Source information: Begin

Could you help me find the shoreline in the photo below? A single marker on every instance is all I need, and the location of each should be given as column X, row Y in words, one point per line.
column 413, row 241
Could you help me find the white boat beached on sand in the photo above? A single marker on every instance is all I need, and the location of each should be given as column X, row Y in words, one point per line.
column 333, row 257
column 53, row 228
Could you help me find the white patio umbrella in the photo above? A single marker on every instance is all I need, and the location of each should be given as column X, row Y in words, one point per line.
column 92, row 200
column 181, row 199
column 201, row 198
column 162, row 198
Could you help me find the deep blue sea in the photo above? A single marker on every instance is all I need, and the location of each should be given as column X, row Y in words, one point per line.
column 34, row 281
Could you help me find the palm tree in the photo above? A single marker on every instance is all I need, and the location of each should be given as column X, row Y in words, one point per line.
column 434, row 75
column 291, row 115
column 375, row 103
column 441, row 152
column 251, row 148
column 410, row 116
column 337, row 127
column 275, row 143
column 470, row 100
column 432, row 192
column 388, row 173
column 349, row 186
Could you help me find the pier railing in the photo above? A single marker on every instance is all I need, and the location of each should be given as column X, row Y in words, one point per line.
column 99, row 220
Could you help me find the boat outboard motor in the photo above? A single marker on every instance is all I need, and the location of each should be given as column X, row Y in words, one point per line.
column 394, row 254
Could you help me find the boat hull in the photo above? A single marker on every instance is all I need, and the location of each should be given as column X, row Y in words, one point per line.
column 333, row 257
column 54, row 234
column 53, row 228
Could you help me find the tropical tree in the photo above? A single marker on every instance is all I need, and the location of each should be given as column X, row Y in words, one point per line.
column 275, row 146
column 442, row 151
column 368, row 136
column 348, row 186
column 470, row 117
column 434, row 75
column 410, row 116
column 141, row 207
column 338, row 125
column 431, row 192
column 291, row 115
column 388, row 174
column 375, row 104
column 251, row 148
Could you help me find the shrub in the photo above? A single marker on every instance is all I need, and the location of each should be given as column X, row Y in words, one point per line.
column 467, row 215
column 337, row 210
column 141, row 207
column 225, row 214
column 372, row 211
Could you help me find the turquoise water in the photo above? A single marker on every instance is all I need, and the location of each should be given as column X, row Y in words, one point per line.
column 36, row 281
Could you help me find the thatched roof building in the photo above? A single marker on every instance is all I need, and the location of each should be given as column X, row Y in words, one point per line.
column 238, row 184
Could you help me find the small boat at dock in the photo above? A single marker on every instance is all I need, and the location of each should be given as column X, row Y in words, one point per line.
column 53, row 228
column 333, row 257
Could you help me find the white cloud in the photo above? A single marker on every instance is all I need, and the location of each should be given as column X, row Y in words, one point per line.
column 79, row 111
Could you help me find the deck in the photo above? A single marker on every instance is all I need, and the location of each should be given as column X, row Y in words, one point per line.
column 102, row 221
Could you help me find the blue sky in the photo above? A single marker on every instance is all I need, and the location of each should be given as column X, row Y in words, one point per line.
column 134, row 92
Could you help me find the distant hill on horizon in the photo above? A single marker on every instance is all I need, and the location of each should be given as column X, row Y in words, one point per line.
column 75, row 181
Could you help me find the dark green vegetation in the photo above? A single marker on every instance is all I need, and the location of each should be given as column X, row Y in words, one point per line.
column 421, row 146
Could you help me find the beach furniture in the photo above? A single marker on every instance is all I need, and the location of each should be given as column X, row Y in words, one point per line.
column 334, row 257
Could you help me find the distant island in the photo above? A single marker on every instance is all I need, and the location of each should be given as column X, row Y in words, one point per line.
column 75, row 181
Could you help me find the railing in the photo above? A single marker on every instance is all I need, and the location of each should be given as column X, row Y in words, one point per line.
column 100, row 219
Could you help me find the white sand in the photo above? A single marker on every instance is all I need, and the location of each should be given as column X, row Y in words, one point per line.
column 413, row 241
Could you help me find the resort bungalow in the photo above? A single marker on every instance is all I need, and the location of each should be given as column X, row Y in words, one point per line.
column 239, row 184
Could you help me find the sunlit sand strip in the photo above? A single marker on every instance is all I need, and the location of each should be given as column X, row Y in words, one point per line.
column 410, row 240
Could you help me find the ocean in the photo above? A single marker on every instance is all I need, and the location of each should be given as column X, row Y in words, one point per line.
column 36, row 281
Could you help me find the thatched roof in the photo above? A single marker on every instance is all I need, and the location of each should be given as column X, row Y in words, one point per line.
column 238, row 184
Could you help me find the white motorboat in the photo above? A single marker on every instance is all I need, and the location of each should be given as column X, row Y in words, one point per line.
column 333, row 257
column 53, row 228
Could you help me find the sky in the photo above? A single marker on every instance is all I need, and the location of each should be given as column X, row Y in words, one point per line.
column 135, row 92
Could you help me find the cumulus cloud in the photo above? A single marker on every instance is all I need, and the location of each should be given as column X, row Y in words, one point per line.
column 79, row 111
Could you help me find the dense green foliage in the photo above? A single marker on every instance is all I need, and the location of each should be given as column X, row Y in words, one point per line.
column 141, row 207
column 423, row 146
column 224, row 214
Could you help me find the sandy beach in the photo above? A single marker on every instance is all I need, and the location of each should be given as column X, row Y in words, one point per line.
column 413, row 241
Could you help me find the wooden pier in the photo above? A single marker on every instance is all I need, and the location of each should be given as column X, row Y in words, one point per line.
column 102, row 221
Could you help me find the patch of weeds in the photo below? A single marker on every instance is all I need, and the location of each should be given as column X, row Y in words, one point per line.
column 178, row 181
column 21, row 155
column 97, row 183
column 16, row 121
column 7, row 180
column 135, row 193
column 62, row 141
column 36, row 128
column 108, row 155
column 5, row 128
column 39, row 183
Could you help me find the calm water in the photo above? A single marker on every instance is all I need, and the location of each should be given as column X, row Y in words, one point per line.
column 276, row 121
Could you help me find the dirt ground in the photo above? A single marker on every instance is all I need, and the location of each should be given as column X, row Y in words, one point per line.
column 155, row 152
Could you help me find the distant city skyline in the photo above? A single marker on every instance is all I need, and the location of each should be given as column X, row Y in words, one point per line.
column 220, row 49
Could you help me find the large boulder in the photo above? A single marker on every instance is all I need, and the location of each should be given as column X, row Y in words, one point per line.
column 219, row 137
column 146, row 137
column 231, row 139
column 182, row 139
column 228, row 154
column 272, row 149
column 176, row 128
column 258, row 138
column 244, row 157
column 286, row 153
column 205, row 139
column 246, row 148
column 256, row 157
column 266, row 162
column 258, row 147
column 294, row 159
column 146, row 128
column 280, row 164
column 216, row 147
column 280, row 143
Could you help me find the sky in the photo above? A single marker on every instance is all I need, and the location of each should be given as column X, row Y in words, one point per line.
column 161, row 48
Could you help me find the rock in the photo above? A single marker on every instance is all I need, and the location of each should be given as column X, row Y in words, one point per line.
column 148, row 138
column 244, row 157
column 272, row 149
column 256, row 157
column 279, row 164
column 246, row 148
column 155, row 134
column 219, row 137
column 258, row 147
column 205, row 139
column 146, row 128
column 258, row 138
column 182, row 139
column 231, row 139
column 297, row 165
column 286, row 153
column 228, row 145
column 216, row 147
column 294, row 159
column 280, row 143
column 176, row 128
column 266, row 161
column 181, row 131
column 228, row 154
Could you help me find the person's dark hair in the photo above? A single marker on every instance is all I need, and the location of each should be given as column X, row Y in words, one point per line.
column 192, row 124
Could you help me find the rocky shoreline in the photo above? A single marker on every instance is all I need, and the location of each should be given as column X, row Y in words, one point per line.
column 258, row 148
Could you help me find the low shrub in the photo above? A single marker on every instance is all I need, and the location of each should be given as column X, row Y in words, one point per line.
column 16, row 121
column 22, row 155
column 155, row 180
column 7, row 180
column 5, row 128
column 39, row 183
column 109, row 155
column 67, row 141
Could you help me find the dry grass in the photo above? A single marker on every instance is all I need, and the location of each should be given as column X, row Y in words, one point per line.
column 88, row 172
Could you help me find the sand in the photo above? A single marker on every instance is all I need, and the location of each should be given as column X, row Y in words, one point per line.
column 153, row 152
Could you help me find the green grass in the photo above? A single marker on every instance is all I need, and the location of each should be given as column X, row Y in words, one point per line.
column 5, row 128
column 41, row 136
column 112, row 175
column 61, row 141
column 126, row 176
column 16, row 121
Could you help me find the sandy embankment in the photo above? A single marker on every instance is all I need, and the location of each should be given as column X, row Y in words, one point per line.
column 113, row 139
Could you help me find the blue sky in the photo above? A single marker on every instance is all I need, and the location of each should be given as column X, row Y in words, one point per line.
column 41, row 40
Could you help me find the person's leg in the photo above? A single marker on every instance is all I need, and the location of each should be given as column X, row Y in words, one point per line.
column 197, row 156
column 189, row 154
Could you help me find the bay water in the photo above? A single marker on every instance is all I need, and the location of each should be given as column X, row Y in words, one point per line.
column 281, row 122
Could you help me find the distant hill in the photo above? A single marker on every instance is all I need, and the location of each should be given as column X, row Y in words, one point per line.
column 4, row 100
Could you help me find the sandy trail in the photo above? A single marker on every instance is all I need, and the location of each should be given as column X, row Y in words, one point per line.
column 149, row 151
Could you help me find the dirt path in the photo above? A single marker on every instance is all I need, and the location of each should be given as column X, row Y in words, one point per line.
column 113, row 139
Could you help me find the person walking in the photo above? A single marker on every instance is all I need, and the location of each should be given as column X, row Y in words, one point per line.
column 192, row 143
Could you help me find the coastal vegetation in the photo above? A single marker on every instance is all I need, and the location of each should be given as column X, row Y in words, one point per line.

Source information: End
Source information: Begin

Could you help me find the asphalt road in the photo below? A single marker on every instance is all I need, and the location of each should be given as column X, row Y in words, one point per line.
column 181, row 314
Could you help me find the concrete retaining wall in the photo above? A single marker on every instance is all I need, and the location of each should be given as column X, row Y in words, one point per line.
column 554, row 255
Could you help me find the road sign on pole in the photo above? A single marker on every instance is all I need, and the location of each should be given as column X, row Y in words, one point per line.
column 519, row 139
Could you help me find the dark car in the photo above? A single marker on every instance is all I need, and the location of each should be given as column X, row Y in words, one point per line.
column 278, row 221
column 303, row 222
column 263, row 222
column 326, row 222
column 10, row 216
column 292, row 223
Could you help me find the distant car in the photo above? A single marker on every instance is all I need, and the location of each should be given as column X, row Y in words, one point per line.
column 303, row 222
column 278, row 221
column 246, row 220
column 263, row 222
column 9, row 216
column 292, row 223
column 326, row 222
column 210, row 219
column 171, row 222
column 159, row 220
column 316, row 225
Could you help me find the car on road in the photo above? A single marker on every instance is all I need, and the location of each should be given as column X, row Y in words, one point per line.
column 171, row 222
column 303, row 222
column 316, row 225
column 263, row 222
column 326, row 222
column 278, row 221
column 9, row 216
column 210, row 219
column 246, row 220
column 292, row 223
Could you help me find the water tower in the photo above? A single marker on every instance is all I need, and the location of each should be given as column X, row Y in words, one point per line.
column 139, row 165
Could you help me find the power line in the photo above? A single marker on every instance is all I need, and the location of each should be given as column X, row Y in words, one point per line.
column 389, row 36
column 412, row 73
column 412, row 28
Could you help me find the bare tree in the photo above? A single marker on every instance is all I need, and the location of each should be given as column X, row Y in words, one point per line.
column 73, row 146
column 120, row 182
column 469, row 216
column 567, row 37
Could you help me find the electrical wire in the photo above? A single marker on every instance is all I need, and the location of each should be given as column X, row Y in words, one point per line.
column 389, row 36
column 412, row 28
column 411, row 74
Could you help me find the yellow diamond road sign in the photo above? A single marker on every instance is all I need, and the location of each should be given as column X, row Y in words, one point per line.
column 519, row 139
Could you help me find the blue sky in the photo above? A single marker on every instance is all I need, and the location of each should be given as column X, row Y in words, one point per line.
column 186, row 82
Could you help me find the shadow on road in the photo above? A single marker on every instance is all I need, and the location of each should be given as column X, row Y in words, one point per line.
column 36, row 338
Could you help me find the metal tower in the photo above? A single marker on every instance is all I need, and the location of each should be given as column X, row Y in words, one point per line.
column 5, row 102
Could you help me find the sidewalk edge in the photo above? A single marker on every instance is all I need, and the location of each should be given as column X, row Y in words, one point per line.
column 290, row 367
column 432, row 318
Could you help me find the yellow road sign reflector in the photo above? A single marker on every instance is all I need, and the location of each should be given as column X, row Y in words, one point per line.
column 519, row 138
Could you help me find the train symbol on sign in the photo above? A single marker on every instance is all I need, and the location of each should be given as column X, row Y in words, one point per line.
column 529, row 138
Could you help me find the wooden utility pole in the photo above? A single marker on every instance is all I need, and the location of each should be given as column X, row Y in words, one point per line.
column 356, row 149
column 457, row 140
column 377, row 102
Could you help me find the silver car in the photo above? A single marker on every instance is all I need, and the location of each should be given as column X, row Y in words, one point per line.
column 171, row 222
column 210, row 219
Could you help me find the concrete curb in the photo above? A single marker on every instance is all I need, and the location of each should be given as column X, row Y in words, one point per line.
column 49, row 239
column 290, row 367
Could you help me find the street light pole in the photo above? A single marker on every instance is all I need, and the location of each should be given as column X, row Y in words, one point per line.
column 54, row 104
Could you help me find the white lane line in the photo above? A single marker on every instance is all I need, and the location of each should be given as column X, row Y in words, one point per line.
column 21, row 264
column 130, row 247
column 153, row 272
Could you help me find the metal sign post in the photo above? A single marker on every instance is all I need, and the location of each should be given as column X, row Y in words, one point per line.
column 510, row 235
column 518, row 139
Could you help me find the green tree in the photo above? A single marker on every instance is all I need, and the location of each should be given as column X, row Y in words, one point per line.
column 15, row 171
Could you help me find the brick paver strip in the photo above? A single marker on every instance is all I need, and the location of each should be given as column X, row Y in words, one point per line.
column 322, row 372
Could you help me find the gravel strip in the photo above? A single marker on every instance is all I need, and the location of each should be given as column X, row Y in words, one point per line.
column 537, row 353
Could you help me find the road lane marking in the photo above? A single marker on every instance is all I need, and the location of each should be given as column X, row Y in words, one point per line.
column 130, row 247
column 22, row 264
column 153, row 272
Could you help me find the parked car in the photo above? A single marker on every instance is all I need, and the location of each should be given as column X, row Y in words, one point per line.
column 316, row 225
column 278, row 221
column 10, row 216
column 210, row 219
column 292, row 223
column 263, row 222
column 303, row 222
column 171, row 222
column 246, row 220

Source information: End

-- Task directions --
In the entries above, please find the line with "Could you help me find the dirt path" and the line with "Could you help me find the coastal", then write out exactly those two lines and every line between them, and nothing more.

-- Reply to the task --
Could you help me find the dirt path in the photo above? A single marker on every instance is all I need, and the location of each should be given as column X, row Y in words, one point per line.
column 113, row 139
Could you help me find the person walking in the photo above? A single marker on every instance is all I need, and the location of each should be given as column X, row Y in words, one point per line.
column 192, row 143
Could you help me find the coastal vegetation in the photo above? A single marker on every instance is all I need, and the location of each should be given as column X, row Y in words, one point per line.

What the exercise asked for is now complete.